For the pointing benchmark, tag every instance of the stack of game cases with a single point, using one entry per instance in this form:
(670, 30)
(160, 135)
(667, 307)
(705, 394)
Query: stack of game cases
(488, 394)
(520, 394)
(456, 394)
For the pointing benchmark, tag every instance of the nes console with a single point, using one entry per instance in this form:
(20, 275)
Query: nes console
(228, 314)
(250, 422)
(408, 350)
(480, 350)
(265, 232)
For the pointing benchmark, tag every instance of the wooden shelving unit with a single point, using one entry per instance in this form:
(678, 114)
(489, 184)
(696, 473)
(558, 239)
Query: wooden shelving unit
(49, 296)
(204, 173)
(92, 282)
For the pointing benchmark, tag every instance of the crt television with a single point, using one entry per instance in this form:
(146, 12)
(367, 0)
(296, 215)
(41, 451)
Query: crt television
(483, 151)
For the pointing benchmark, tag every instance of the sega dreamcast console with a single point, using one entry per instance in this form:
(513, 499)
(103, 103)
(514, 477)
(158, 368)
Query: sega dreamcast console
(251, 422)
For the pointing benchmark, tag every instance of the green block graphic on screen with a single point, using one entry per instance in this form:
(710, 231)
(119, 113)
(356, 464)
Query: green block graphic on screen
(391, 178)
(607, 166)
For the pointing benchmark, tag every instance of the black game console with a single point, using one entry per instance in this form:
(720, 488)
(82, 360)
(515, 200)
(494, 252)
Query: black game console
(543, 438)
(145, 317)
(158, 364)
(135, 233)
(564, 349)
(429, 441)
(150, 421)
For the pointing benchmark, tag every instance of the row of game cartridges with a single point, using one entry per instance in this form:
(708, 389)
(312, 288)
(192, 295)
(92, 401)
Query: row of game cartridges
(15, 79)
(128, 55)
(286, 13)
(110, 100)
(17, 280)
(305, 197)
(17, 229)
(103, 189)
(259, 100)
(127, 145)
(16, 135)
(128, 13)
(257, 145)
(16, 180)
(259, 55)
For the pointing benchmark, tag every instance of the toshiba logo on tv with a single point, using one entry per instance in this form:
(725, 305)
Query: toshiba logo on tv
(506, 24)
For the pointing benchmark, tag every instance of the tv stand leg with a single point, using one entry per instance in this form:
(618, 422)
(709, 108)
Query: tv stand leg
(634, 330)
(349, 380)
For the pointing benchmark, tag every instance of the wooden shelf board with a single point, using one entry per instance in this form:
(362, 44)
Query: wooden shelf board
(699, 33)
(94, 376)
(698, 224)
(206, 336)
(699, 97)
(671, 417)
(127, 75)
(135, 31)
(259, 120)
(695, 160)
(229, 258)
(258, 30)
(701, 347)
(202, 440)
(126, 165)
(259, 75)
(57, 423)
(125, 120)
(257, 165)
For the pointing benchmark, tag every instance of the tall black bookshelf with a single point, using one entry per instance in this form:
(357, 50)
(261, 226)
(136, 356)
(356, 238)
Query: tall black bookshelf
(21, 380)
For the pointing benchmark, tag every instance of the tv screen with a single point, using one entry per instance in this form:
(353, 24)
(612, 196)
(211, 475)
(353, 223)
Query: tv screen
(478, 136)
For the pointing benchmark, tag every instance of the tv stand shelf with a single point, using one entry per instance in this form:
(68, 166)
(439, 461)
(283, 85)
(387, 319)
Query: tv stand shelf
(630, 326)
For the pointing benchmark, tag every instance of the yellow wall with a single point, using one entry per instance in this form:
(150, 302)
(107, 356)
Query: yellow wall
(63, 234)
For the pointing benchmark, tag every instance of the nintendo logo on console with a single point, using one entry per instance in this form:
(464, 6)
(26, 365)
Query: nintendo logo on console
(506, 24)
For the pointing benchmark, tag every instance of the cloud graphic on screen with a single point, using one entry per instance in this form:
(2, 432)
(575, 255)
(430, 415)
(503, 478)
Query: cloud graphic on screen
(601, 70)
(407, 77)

+ + + + + + +

REQUEST
Rewrite all of the data above, changing every "Query" to "Target" and leaving everything else unchanged.

REPLY TO THE EXERCISE
For the pointing benchmark, tag every instance of the stack of game cases with a single point, using one entry per instance in this form:
(670, 30)
(160, 135)
(667, 307)
(705, 394)
Target: stack of game cases
(488, 394)
(520, 394)
(456, 394)
For the pointing benchmark, tag every instance of the nes console with a single point, using one entry per instance in this form:
(20, 275)
Target: nes console
(228, 314)
(250, 422)
(408, 350)
(480, 350)
(265, 232)
For the pointing benchmark, tag every instance of the wooden shelving unit with a single point, using one entry per instance in this form:
(678, 114)
(489, 184)
(696, 473)
(558, 239)
Target: wooden shelving unit
(49, 296)
(204, 173)
(92, 282)
For the pointing benchmark, tag every instance of the crt television with a single point, using one entry per instance in this form:
(146, 12)
(367, 0)
(296, 215)
(41, 451)
Target: crt television
(483, 151)
For the pointing benchmark, tag every instance of the sega dreamcast console with a single point, using one entry per instance in this form:
(513, 499)
(103, 103)
(514, 477)
(158, 368)
Target: sega dreamcast console
(251, 422)
For the pointing benchmark, tag every instance of the green block graphic on screen with a single point, using one entry per instance in this form:
(710, 231)
(119, 113)
(356, 464)
Target: green block graphic on screen
(391, 178)
(607, 166)
For the pointing benchmark, tag every instance of the black game console with a single point, using one entry per instance in this form:
(720, 488)
(82, 360)
(515, 200)
(494, 252)
Target: black game console
(543, 438)
(145, 317)
(158, 364)
(135, 233)
(564, 349)
(429, 441)
(150, 421)
For the pointing benchmark, tag every instance of the row of game cartridges with a single point, using one entry per instance in this form:
(708, 389)
(312, 288)
(192, 295)
(92, 401)
Target: row of game cartridges
(15, 79)
(128, 55)
(286, 13)
(110, 100)
(17, 280)
(305, 197)
(17, 229)
(103, 189)
(259, 100)
(127, 145)
(16, 135)
(128, 13)
(257, 145)
(16, 180)
(259, 55)
For the pointing benchmark, tag every instance of the toshiba logo on tv with a single point, using one entry per instance in this form:
(725, 305)
Target: toshiba logo on tv
(506, 24)
For the pointing benchmark, tag every instance of the tv stand leg with a single point, using one entry per instance in this form:
(618, 422)
(709, 108)
Target: tv stand leg
(634, 330)
(349, 380)
For the pointing benchmark, tag every instance of the wooden shelf board with a single point, using one entry per instance in this form:
(362, 44)
Target: wooden shelf board
(699, 33)
(94, 376)
(698, 224)
(206, 336)
(699, 97)
(671, 417)
(127, 75)
(135, 31)
(259, 120)
(695, 160)
(229, 258)
(258, 30)
(701, 347)
(202, 440)
(126, 165)
(259, 75)
(57, 423)
(125, 120)
(257, 165)
For the pointing benchmark, tag every instance of the tall black bookshelf with a single point, using one entry per instance in this form:
(357, 50)
(261, 226)
(136, 356)
(356, 238)
Target: tall black bookshelf
(21, 380)
For the pointing benchmark, tag every instance of the tv screen with a single point, using one entry per instance in this form:
(353, 24)
(612, 196)
(211, 475)
(353, 223)
Target: tv screen
(478, 136)
For the pointing benchmark, tag every instance of the tv stand shelf with a single point, using one entry per instance in this form:
(68, 166)
(439, 461)
(283, 85)
(387, 319)
Target: tv stand shelf
(630, 326)
For the pointing benchmark, tag every instance of the yellow wall with a single point, using one entry per instance in this form:
(150, 302)
(107, 356)
Target: yellow wall
(63, 234)
For the pointing benchmark, tag every instance of the nintendo logo on console with a single point, using one entry per instance in this form:
(464, 6)
(26, 365)
Target: nintendo logo on console
(506, 24)
For the pointing benchmark, tag every instance of the cloud graphic on screen with a single point, using one entry per instance in this form:
(2, 432)
(575, 255)
(430, 415)
(503, 478)
Target: cloud graphic on screen
(601, 70)
(407, 77)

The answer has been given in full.